Photo labels with bounding boxes:
-- begin --

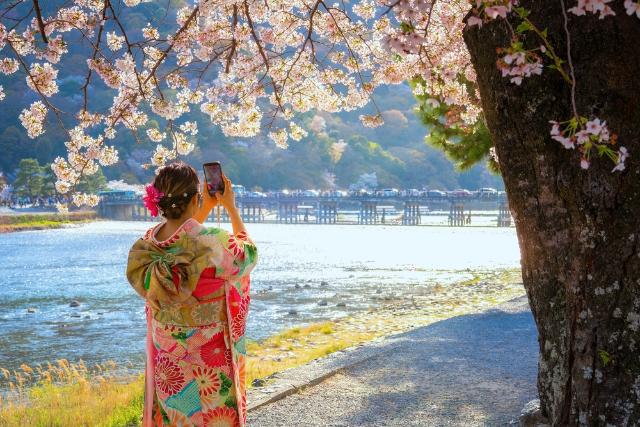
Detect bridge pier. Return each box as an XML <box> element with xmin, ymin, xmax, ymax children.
<box><xmin>402</xmin><ymin>202</ymin><xmax>422</xmax><ymax>225</ymax></box>
<box><xmin>240</xmin><ymin>202</ymin><xmax>264</xmax><ymax>222</ymax></box>
<box><xmin>358</xmin><ymin>202</ymin><xmax>378</xmax><ymax>224</ymax></box>
<box><xmin>278</xmin><ymin>201</ymin><xmax>298</xmax><ymax>224</ymax></box>
<box><xmin>316</xmin><ymin>201</ymin><xmax>338</xmax><ymax>224</ymax></box>
<box><xmin>449</xmin><ymin>203</ymin><xmax>471</xmax><ymax>227</ymax></box>
<box><xmin>498</xmin><ymin>203</ymin><xmax>511</xmax><ymax>227</ymax></box>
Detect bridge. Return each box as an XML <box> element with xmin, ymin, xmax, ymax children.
<box><xmin>98</xmin><ymin>193</ymin><xmax>512</xmax><ymax>227</ymax></box>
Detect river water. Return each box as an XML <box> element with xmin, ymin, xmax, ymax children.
<box><xmin>0</xmin><ymin>222</ymin><xmax>520</xmax><ymax>368</ymax></box>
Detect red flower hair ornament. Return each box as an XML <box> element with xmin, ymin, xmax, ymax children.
<box><xmin>142</xmin><ymin>184</ymin><xmax>164</xmax><ymax>216</ymax></box>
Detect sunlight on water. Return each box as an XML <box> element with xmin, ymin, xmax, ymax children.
<box><xmin>0</xmin><ymin>222</ymin><xmax>520</xmax><ymax>366</ymax></box>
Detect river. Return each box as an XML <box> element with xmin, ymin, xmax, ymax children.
<box><xmin>0</xmin><ymin>221</ymin><xmax>520</xmax><ymax>369</ymax></box>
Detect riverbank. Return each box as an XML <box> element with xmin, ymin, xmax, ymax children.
<box><xmin>0</xmin><ymin>269</ymin><xmax>524</xmax><ymax>427</ymax></box>
<box><xmin>0</xmin><ymin>211</ymin><xmax>97</xmax><ymax>233</ymax></box>
<box><xmin>248</xmin><ymin>296</ymin><xmax>538</xmax><ymax>427</ymax></box>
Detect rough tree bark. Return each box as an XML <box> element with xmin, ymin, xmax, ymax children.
<box><xmin>464</xmin><ymin>0</ymin><xmax>640</xmax><ymax>426</ymax></box>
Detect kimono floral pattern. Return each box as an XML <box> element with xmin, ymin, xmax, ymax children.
<box><xmin>127</xmin><ymin>220</ymin><xmax>257</xmax><ymax>427</ymax></box>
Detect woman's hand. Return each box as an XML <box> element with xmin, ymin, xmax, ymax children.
<box><xmin>193</xmin><ymin>181</ymin><xmax>218</xmax><ymax>224</ymax></box>
<box><xmin>216</xmin><ymin>173</ymin><xmax>236</xmax><ymax>212</ymax></box>
<box><xmin>200</xmin><ymin>180</ymin><xmax>218</xmax><ymax>211</ymax></box>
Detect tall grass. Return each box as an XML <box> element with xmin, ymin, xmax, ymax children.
<box><xmin>0</xmin><ymin>271</ymin><xmax>524</xmax><ymax>427</ymax></box>
<box><xmin>0</xmin><ymin>359</ymin><xmax>144</xmax><ymax>427</ymax></box>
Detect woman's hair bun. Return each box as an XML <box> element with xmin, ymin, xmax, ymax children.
<box><xmin>153</xmin><ymin>161</ymin><xmax>198</xmax><ymax>219</ymax></box>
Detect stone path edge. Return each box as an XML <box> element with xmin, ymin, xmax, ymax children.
<box><xmin>247</xmin><ymin>333</ymin><xmax>402</xmax><ymax>411</ymax></box>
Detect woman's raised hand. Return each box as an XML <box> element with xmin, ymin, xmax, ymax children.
<box><xmin>200</xmin><ymin>180</ymin><xmax>218</xmax><ymax>211</ymax></box>
<box><xmin>216</xmin><ymin>173</ymin><xmax>236</xmax><ymax>212</ymax></box>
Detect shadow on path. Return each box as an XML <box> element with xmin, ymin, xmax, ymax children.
<box><xmin>249</xmin><ymin>298</ymin><xmax>538</xmax><ymax>427</ymax></box>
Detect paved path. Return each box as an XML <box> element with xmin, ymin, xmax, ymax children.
<box><xmin>249</xmin><ymin>298</ymin><xmax>538</xmax><ymax>427</ymax></box>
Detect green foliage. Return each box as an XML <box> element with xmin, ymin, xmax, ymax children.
<box><xmin>412</xmin><ymin>77</ymin><xmax>499</xmax><ymax>173</ymax></box>
<box><xmin>13</xmin><ymin>159</ymin><xmax>44</xmax><ymax>197</ymax></box>
<box><xmin>76</xmin><ymin>169</ymin><xmax>107</xmax><ymax>194</ymax></box>
<box><xmin>598</xmin><ymin>350</ymin><xmax>611</xmax><ymax>367</ymax></box>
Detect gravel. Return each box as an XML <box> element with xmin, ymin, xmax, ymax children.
<box><xmin>248</xmin><ymin>298</ymin><xmax>538</xmax><ymax>427</ymax></box>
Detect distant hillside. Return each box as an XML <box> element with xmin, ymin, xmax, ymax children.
<box><xmin>0</xmin><ymin>2</ymin><xmax>503</xmax><ymax>190</ymax></box>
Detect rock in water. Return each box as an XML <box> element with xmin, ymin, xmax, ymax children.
<box><xmin>519</xmin><ymin>399</ymin><xmax>549</xmax><ymax>427</ymax></box>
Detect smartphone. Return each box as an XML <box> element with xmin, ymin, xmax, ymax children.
<box><xmin>202</xmin><ymin>162</ymin><xmax>224</xmax><ymax>196</ymax></box>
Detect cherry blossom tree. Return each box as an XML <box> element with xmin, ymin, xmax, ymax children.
<box><xmin>0</xmin><ymin>0</ymin><xmax>640</xmax><ymax>425</ymax></box>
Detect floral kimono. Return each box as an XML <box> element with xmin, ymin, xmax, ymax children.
<box><xmin>127</xmin><ymin>219</ymin><xmax>257</xmax><ymax>427</ymax></box>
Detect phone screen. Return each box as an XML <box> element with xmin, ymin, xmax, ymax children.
<box><xmin>203</xmin><ymin>162</ymin><xmax>224</xmax><ymax>196</ymax></box>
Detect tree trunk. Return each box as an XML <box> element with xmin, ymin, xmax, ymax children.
<box><xmin>464</xmin><ymin>0</ymin><xmax>640</xmax><ymax>426</ymax></box>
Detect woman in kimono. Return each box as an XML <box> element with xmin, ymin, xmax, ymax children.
<box><xmin>127</xmin><ymin>162</ymin><xmax>257</xmax><ymax>427</ymax></box>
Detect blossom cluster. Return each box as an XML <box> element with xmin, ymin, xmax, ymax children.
<box><xmin>569</xmin><ymin>0</ymin><xmax>616</xmax><ymax>19</ymax></box>
<box><xmin>497</xmin><ymin>43</ymin><xmax>546</xmax><ymax>85</ymax></box>
<box><xmin>19</xmin><ymin>101</ymin><xmax>47</xmax><ymax>138</ymax></box>
<box><xmin>549</xmin><ymin>117</ymin><xmax>629</xmax><ymax>172</ymax></box>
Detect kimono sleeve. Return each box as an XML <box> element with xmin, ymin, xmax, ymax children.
<box><xmin>126</xmin><ymin>239</ymin><xmax>148</xmax><ymax>298</ymax></box>
<box><xmin>204</xmin><ymin>228</ymin><xmax>258</xmax><ymax>280</ymax></box>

-- end --

_TASK TO COMPLETE:_ Can you repeat the lines word for word, starting at the line that contains "Detect kimono sleeve." and stopping after the last line of the items above?

_THE REPLY:_
Detect kimono sleeve. Return each box as an XML <box> element with xmin, ymin, xmax, ymax children.
<box><xmin>126</xmin><ymin>239</ymin><xmax>148</xmax><ymax>298</ymax></box>
<box><xmin>204</xmin><ymin>228</ymin><xmax>258</xmax><ymax>280</ymax></box>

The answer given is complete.